[Entries for pointing and labeling]
+++
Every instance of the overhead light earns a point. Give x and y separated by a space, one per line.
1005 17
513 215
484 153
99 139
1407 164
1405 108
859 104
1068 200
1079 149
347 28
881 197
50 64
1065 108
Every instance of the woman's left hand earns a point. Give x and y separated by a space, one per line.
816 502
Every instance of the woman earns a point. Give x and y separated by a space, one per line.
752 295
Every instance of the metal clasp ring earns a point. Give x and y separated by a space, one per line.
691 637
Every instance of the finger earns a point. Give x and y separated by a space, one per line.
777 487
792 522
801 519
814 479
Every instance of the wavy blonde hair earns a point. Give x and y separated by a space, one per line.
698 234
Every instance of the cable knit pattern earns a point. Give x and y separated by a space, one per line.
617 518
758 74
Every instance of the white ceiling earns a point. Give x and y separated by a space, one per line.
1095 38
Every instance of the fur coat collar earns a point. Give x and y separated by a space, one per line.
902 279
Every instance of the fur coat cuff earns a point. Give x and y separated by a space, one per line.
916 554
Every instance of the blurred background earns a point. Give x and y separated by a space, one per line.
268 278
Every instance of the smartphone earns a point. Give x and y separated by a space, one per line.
+++
**Aim**
Recast every line above as a Markdown table with the columns Row and Line. Number the rows in order and omit any blank lines.

**Reply to the task**
| Row | Line |
|---|---|
| 1 | Every instance of the overhead light earns a point. Give x and y separated by a space, one per line. |
| 2 | 1005 17 |
| 3 | 513 215 |
| 4 | 484 153 |
| 5 | 99 139 |
| 6 | 1407 164 |
| 7 | 1405 108 |
| 8 | 859 104 |
| 9 | 1068 200 |
| 10 | 1079 149 |
| 11 | 347 28 |
| 12 | 881 197 |
| 13 | 50 64 |
| 14 | 1065 108 |
| 15 | Every instance of the woman's left hand earns a point. Give x and y separated by a space, one per line. |
| 16 | 816 502 |
| 17 | Every instance of the woman earns a point. Give x and y separated by a space, one per line. |
| 18 | 752 295 |
| 19 | Every instance of the metal clasp ring earns a point. Give x and y separated by a space, one per line. |
| 20 | 691 637 |
| 21 | Every instance of the finger earns a point. Give x and y separated by a space, one per line. |
| 22 | 777 487 |
| 23 | 792 522 |
| 24 | 801 519 |
| 25 | 814 479 |
| 26 | Every instance of the wavy blonde hair earns a point. Give x and y separated by a space, one per line. |
| 27 | 698 234 |
| 28 | Every instance of the cable knit pattern earns a point. Give x and y separated by a space, one per line. |
| 29 | 617 518 |
| 30 | 758 74 |
| 31 | Every instance of the white ceiling earns a point. Give x and y separated by a space, one per line. |
| 32 | 1095 38 |
| 33 | Every instance of the fur coat collar earns a point. Give x and y separated by a space, one per line. |
| 34 | 902 279 |
| 35 | Every instance of the fur coat cuff earns a point. Give x and y separated by a space, one per line. |
| 36 | 916 554 |
| 37 | Every instance of the blurred background earns a point. Give x and y separated by a space, one per line. |
| 38 | 268 278 |
| 39 | Every instance of the smartphone earns a point. Give x and y separated by a space, one per line. |